= WHAT YOU HAVE TO DO =
Reproduce the listing below exactly, beginning with its first line and ending with the line that holds "<point>113,60</point>"; pictures are not part of the copy.

= INFORMATION SHOWN =
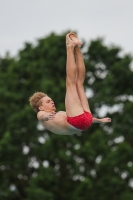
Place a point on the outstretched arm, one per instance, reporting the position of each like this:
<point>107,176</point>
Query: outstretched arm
<point>102,120</point>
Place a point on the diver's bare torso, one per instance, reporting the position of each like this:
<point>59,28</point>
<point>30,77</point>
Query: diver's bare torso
<point>59,125</point>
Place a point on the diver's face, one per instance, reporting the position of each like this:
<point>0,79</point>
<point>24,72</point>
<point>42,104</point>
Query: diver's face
<point>47,104</point>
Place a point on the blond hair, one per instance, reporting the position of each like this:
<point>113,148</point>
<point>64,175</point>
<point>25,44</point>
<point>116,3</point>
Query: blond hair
<point>35,100</point>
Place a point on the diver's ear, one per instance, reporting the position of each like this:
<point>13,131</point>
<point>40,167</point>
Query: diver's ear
<point>40,108</point>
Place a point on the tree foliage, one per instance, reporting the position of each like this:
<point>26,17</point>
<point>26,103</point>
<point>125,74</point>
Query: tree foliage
<point>36,164</point>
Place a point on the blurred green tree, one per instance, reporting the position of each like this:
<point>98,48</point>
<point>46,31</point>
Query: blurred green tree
<point>36,164</point>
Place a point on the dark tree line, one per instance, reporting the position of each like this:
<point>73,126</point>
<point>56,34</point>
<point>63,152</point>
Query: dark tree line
<point>36,164</point>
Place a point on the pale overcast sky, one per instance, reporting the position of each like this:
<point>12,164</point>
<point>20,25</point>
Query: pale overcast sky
<point>26,20</point>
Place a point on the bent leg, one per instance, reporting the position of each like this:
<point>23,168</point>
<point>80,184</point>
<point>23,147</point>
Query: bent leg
<point>80,79</point>
<point>72,101</point>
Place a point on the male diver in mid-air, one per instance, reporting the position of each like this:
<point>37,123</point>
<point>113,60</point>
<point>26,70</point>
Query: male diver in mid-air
<point>78,116</point>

= FINAL ANSWER =
Place a point on the outstretched arm, one per instance, reporting the position of each like this:
<point>107,176</point>
Query: outstretched arm
<point>102,120</point>
Place a point on the diver's bare torso, one per instance, reporting the position of each like this:
<point>59,28</point>
<point>30,77</point>
Query: diver's bare torso
<point>59,125</point>
Place a point on the diver's face, one per instance, reporting the position of each like this:
<point>0,79</point>
<point>24,72</point>
<point>42,104</point>
Query: diver's face
<point>47,104</point>
Place a point on the blond hair, one per instance, reporting the position of each like this:
<point>113,148</point>
<point>64,175</point>
<point>25,44</point>
<point>116,3</point>
Query: blond hair
<point>35,100</point>
Place a point on the diver's ear, one per instance, reporting the position of each like this:
<point>13,131</point>
<point>40,167</point>
Query: diver's ear
<point>40,108</point>
Place a point on the tree foliage, one per instance, reporting the position of each like this:
<point>26,17</point>
<point>26,103</point>
<point>125,74</point>
Query: tree foliage
<point>36,164</point>
Place a point on the blurred green tree, one per instance, reporting the position of each like this:
<point>98,48</point>
<point>46,31</point>
Query: blurred green tree
<point>36,164</point>
Place a point on the dark tree line, one per instance, reporting the position of each like this:
<point>73,126</point>
<point>56,34</point>
<point>63,152</point>
Query: dark tree line
<point>36,164</point>
Place a point on the pale overcast sky, one per instance, reporting the position of each like this:
<point>12,164</point>
<point>20,25</point>
Query: pale overcast sky
<point>26,20</point>
Place a point on the bent leg, one per instance, reporting the position of each like this:
<point>23,168</point>
<point>80,184</point>
<point>23,147</point>
Query: bent leg
<point>80,79</point>
<point>72,101</point>
Place a point on the male diver in mid-air, one per instance, reporting the position of each like this:
<point>37,123</point>
<point>113,60</point>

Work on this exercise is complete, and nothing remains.